Selected extract -
□ □ □ □ □ □ □

Re: [PATCH net-next v2 09/11] net: dsa: microchip: ksz9477: add hardware time stamping support

Christian Eggers <ceggers@xxxxxxx> · Fri, 13 Nov 2020 19:57:32 +0100

On Friday, 13 November 2020, 03:40:20 CET, Vladimir Oltean wrote:
> On Thu, Nov 12, 2020 at 04:35:35PM +0100, Christian Eggers wrote:
[...]
> > @@ -103,6 +108,10 @@ static int ksz9477_ptp_adjtime(struct ptp_clock_info
> > *ptp, s64 delta)> 
> >  	if (ret)
> >  	
> >  		goto error_return;
> > 
> > +	spin_lock_irqsave(&dev->ptp_clock_lock, flags);
> 
> I believe that spin_lock_irqsave is unnecessary, since there is no code
> that runs in hardirq context.
I'll check this again. Originally I had only a mutex for everything, but later
it turned out that for ptp_clock_time a spinlock is required. Maybe this has
changed since starting of my work on the driver.

> 
> > +	dev->ptp_clock_time = timespec64_add(dev->ptp_clock_time, delta64);
> > +	spin_unlock_irqrestore(&dev->ptp_clock_lock, flags);
> > +

[...]

> Could we make this line shorter?
...
> Additionally, you exceed the 80 characters limit.
...
> Also, you exceeded 80 characters by quite a bit.
...
> In networking we still have the 80-characters rule, please follow it.
Can this be added to the netdev-FAQ (just below the section about 
"comment style convention")?

> > +static void ksz9477_ptp_ports_deinit(struct ksz_device *dev)
> > +{
> > +	int port;
> > +
> > +	for (port = dev->port_cnt - 1; port >= 0; --port)
> 
> Nice, but also probably not worth the effort?
What do you mean. Shall I used forward direction?

> 
> > +		ksz9477_ptp_port_deinit(dev, port);
> > +}
> 

[...]

> > +bool ksz9477_ptp_port_txtstamp(struct dsa_switch *ds, int port, struct
> > sk_buff *clone, +			       unsigned int type)
> > +{
> > +	struct ksz_device *dev = ds->priv;
> > +	struct ksz_port *prt = &dev->ports[port];
> > +	struct ptp_header *hdr;
> > +
> > +	/* KSZ9563 supports PTPv2 only */
> > +	if (!(type & PTP_CLASS_V2))
> > +		return false;
> 
> It should be sufficient that you specified this in the
> config->rx_filters from ksz9477_set_hwtstamp_config? I'm not even sure
> who uses PTP v1 anyway.
> 
> > +
> > +	/* Should already been tested in dsa_skb_tx_timestamp()? */
> > +	if (!(skb_shinfo(clone)->tx_flags & SKBTX_HW_TSTAMP))
> > +		return false;
> 
> Yeah, should have...

□ □ □ □ □ □ □

Stored records -
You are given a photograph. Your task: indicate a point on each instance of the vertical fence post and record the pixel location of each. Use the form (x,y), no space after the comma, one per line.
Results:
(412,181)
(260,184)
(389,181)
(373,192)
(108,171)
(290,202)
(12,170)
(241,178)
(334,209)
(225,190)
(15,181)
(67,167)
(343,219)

□ □ □ □ □ □ □

Short exercise - Rewrite the part of the patch review thread between "Can this be" and "worth the effort?", inclusive, with "netdev-FAQ" changed to "networking FAQ".

Result below -
Can this be added to the networking FAQ (just below the section about 
"comment style convention")?

> > +static void ksz9477_ptp_ports_deinit(struct ksz_device *dev)
> > +{
> > +	int port;
> > +
> > +	for (port = dev->port_cnt - 1; port >= 0; --port)
> 
> Nice, but also probably not worth the effort?